**Assignment:**
Look for the word "tent" in the entries and copy each line where it appears.

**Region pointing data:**

"""

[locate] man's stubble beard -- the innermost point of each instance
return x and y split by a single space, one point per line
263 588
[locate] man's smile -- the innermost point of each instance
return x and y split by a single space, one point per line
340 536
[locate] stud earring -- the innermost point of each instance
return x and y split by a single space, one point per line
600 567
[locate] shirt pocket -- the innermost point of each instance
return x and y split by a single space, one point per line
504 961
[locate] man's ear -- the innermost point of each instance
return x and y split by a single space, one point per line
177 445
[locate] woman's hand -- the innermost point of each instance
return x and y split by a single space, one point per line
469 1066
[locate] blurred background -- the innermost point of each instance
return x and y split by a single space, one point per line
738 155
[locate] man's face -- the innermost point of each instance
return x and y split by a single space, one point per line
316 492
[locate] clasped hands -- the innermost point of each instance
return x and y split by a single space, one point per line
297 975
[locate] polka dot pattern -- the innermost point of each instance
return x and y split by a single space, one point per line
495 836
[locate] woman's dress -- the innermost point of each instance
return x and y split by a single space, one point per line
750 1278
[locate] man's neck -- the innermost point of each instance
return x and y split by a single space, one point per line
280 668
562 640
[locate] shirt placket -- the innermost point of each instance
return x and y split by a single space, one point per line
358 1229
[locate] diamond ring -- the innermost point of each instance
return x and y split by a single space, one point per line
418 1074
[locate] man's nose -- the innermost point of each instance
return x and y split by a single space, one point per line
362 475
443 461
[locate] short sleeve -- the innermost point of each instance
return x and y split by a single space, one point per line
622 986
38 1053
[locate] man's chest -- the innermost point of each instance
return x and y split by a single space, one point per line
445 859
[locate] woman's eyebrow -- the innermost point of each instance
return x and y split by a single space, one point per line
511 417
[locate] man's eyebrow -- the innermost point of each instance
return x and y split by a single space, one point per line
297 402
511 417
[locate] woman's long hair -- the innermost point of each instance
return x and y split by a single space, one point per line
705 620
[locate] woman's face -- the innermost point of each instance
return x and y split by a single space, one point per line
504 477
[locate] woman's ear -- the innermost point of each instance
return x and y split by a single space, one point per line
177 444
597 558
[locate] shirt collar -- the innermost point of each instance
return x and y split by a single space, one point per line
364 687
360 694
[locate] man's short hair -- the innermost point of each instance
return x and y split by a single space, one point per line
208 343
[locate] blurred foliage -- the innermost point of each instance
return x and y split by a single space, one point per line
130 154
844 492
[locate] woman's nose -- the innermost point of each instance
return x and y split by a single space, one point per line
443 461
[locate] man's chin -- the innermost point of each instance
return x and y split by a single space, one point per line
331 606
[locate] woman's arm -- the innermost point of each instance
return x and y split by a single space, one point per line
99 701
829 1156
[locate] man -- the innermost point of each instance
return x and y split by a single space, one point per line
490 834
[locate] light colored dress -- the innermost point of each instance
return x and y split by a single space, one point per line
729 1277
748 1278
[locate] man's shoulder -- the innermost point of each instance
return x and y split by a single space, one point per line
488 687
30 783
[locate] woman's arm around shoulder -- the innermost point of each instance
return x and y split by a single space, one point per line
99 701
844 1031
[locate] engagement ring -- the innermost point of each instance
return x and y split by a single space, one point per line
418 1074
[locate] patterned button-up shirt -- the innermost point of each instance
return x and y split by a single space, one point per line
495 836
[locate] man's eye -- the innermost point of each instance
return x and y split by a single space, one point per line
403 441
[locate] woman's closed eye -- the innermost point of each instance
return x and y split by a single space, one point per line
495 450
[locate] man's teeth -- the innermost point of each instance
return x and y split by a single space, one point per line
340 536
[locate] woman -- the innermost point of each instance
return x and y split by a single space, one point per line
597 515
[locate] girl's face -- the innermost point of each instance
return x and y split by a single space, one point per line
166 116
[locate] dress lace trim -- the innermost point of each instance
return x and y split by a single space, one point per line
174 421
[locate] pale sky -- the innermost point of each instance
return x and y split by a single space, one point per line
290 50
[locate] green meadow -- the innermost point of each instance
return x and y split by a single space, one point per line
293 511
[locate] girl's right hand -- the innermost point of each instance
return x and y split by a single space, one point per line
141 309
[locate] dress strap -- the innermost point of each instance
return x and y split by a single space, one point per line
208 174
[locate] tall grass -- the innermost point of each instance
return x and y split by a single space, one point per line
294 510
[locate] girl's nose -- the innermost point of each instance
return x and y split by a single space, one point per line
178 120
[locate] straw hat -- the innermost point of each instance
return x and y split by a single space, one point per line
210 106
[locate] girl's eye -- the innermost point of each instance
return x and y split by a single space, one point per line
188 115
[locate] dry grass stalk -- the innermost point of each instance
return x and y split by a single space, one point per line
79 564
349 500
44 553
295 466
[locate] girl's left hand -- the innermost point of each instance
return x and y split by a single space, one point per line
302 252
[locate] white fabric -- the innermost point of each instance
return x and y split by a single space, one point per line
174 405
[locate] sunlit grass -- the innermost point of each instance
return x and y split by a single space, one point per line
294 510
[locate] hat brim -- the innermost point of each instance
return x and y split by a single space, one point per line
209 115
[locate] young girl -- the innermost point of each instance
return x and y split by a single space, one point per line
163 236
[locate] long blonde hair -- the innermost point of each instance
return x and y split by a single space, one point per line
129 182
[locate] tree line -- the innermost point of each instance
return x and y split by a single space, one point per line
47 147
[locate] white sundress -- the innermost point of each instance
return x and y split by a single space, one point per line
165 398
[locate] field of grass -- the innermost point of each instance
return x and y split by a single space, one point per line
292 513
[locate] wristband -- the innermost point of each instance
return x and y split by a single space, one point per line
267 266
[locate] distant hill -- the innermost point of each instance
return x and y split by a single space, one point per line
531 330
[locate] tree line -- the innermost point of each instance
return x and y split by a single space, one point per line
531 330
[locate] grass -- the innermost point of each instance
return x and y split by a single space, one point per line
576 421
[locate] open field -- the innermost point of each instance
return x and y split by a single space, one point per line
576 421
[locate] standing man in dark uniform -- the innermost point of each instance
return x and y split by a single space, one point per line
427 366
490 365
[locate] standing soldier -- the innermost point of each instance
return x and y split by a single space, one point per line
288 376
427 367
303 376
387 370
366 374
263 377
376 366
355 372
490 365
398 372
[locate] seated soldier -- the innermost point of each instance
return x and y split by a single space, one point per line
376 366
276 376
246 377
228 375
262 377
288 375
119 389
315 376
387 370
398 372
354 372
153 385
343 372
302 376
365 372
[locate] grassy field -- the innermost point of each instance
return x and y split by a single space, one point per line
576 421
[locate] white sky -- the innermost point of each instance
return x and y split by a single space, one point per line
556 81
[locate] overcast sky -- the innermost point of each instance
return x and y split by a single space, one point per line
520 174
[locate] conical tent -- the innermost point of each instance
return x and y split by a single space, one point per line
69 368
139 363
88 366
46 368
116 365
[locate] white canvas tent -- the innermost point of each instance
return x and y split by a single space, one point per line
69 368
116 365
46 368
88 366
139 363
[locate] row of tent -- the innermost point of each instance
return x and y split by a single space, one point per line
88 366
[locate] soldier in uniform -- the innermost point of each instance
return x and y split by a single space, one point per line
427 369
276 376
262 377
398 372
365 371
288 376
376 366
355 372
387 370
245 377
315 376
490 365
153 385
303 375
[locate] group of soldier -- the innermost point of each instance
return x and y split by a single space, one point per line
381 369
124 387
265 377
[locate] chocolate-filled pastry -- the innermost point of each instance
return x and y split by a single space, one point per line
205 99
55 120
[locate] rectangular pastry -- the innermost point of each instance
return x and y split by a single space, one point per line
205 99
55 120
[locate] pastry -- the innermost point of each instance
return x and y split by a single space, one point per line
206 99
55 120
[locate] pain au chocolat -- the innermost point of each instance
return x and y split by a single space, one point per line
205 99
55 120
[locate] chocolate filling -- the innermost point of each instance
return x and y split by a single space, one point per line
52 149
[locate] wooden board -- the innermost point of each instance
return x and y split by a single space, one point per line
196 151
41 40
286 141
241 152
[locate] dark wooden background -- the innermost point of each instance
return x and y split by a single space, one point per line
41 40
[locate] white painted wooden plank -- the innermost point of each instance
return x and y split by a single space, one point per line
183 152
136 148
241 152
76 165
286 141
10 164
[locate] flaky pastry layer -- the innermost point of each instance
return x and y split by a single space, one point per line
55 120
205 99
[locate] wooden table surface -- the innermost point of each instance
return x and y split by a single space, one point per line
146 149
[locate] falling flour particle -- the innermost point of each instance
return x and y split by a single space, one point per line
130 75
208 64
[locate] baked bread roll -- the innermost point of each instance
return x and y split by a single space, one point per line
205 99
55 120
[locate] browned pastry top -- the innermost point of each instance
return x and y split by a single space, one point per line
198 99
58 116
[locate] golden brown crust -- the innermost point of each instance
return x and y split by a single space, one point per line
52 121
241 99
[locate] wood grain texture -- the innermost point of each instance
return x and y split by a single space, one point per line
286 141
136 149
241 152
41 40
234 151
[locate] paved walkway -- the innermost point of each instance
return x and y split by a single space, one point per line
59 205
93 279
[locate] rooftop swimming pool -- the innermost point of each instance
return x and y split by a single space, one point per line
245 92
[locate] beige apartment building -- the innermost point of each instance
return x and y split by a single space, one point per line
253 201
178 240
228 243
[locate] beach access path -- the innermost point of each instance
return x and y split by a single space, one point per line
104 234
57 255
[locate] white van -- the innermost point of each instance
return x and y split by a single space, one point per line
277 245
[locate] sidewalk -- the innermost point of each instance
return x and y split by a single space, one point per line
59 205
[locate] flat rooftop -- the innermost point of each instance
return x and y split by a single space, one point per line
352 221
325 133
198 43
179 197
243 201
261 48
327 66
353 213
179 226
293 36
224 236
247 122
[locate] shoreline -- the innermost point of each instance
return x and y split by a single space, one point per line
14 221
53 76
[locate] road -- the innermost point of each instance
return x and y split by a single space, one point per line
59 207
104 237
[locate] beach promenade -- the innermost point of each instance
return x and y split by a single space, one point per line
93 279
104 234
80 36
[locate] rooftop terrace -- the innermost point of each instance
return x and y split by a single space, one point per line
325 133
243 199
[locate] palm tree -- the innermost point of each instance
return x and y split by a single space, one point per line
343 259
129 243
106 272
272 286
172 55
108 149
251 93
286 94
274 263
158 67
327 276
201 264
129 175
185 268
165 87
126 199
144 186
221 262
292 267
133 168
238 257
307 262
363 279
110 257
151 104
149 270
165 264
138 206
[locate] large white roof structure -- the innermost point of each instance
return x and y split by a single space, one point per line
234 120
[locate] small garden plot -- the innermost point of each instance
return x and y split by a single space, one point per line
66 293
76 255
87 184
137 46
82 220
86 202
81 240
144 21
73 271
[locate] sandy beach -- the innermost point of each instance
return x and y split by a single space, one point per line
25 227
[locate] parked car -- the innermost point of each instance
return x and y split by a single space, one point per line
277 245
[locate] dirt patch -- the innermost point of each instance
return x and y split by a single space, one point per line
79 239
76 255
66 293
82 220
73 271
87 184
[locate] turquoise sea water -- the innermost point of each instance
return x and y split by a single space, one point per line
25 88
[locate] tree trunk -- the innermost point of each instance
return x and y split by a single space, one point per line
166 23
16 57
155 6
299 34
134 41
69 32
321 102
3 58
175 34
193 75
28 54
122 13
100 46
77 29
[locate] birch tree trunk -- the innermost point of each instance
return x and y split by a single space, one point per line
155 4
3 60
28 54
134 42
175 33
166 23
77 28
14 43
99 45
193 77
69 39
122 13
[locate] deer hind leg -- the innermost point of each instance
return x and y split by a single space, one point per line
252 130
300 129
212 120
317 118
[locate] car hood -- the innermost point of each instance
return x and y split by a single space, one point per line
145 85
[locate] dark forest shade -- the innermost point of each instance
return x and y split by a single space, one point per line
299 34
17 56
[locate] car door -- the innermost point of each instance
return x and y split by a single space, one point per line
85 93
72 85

"""

**Written solution:**
[locate] conical tent -- the innermost point of each instance
[locate] white canvas tent -- the innermost point of each instance
[locate] row of tent -- the innermost point of each instance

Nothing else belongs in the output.